───── Отрывок ─────
Черные отряды, наделавшие много зла, избаловались уже под начальством мессера Джованни, который давал им полную волю, а после его смерти дело пошло еще хуже, так как они целые месяцы были совсем без начальников или брали себе начальников, каких хотели. Происходило это оттого, что как раз ко времени смерти мессера Джованни, под начальством которого черные отряды занимали Мантуанскую область, ландскнехты перешли По; мы были застигнуты этим врасплох, союзные войска нас покинули, и мы вынуждены были послать черные отряды в Пьяченцу, где они разместились, как хотели, и, не чувствуя на себе никакой узды, позволяли себе все; граф Гвидо Рангоне, приехавший туда позднее, дал им такую волю, что отряды эти становились все хуже, я же был тогда в Парме, откуда не мог ни уехать, ни что-нибудь предпринять. Мы были в слишком большой опасности (потому что ландскнехты твердой ногой стояли между Пармой и Пьяченцей, а испанцы ежедневно готовились выступить из Милана и уже решили направиться к Флоренции), чтобы позволить себе их уничтожить или распустить; когда мы хотели дать им нового начальника, они отказались его принять и заключили между собою своего рода соглашение, которое нам по необходимости пришлось терпеть. Нет более надменного и менее разумного зверя, чем солдат, понявший, что пришло его время.
Затем начался поход ландскнехтов на Болонью и Романью, и так как нам приходилось защищать множество земель, то герцог урбинский решил их пропустить, а мы разбросали войска по всей стране; таким образом, черные отряды всегда стояли далеко от меня и справиться с ними было невозможно. Поэтому, когда папа заключил первое условие с вице-королем[300]300
Ланнуа, вице-король неаполитанский. Перемирие заключено 15 марта 1527 года.
[Закрыть] и во Флоренции шли переговоры о том, чтобы увеличить сумму, я, сколько мог, убеждал не обращать внимания на деньги, все время доказывая в своих письмах, что друзья навредят нам хуже врагов. Вот множество писем, где это сказано.
───── Исходные данные ─────
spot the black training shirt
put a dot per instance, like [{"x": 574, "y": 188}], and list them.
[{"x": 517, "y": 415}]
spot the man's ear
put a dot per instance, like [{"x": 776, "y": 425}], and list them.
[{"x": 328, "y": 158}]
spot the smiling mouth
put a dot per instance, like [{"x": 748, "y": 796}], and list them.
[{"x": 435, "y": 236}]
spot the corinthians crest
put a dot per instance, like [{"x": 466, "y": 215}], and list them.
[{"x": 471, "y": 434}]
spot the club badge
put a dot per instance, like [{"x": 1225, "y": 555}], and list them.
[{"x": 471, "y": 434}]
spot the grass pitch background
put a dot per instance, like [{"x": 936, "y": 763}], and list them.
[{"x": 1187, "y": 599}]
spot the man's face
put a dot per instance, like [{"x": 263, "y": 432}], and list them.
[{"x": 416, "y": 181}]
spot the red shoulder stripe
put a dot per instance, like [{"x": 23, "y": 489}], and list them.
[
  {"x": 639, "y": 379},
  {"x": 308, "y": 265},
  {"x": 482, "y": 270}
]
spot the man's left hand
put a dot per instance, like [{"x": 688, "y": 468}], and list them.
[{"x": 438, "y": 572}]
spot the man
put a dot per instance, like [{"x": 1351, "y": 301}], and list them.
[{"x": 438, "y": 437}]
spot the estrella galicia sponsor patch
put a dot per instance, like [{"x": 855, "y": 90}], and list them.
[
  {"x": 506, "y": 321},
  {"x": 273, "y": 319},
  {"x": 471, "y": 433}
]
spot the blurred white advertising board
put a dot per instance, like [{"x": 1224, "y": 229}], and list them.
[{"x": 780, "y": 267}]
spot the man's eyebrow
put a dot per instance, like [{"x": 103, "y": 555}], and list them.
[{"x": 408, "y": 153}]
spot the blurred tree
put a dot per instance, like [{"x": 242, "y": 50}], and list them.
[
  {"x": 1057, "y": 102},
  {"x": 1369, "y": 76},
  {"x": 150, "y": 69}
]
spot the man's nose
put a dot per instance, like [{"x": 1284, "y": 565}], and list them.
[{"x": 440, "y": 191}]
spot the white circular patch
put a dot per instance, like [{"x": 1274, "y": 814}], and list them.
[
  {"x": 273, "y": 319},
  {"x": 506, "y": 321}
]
─────
Список заданий
a – Верни из отрывка о черных отрядах точный фрагмент: от слов «Затем начался поход» до слов «марта 1527 года.» включительно.
b – Ответь по отрывку о черных отрядах на вопросы:
(i) В каком городе находился рассказчик, пока черные отряды стояли в Пьяченце?
(ii) Куда решили направиться испанцы, готовившиеся выступить из Милана?
(iii) Кто решил пропустить ландскнехтов во время их похода на Болонью и Романью?
c – Продолжи отрывок о черных отрядах, начиная сразу после его последнего предложения.

Ответы по порядку
a –
Затем начался поход ландскнехтов на Болонью и Романью, и так как нам приходилось защищать множество земель, то герцог урбинский решил их пропустить, а мы разбросали войска по всей стране; таким образом, черные отряды всегда стояли далеко от меня и справиться с ними было невозможно. Поэтому, когда папа заключил первое условие с вице-королем[300]300
Ланнуа, вице-король неаполитанский. Перемирие заключено 15 марта 1527 года.

b –
(i) В Парме.
(ii) К Флоренции.
(iii) Герцог урбинский.

c –
Я знал, насколько распущены черные отряды, знал порочный и несносный нрав графа Кайяццо, человека неразумного, бессовестного и безбожного, – знал, что граф Гвидо обычно разрешает своим солдатам все, знал, как бедна наша страна, как трудно будет добывать продовольствие, знал, что это даст солдатам повод творить еще худшие насилия; все это меня тем более пугало, что враги шли на Тоскану, я же должен был двигать вперед наши разбросанные отряды, но не мог итти вместе с ними. Необходимость заставляла меня не отставать ни на шаг от маркиза салуццского, потому что каждый день приносил важные решения, а вместе с тем надо было устранять все новые и новые препятствия для него итти нам на помощь, если ландскнехты во время этих споров прошли бы вперед; спасение наше, как вы знаете, было в том, чтобы войско Лиги также переправилось через По, и ради этого надо было бросить все остальное; то же самое продолжалось, когда мы были во Флоренции, и так как надо было решать и ускорять ход дел, я не мог отделяться ни от герцога урбинского, ни от маркиза. Таким образом, черные отряды остались без начальника, и со смерти синьора Джованни я видел их только раз – когда они переходили площадь в Болонье; граф Кайяццо был злейший грабитель, а пехотинцы графа Гвидо с его разрешения натворили таких ужасов, что память о них изгладится не скоро. Судьба устроила так, что я не мог приехать и принять меры, а, между тем, будь я на месте, может быть, мне удалось бы что-нибудь предотвратить; не говорю, что я мог бы предупредить все, ибо нельзя сделать худшее зло, чем давать этим важным синьорам большие отряды солдат.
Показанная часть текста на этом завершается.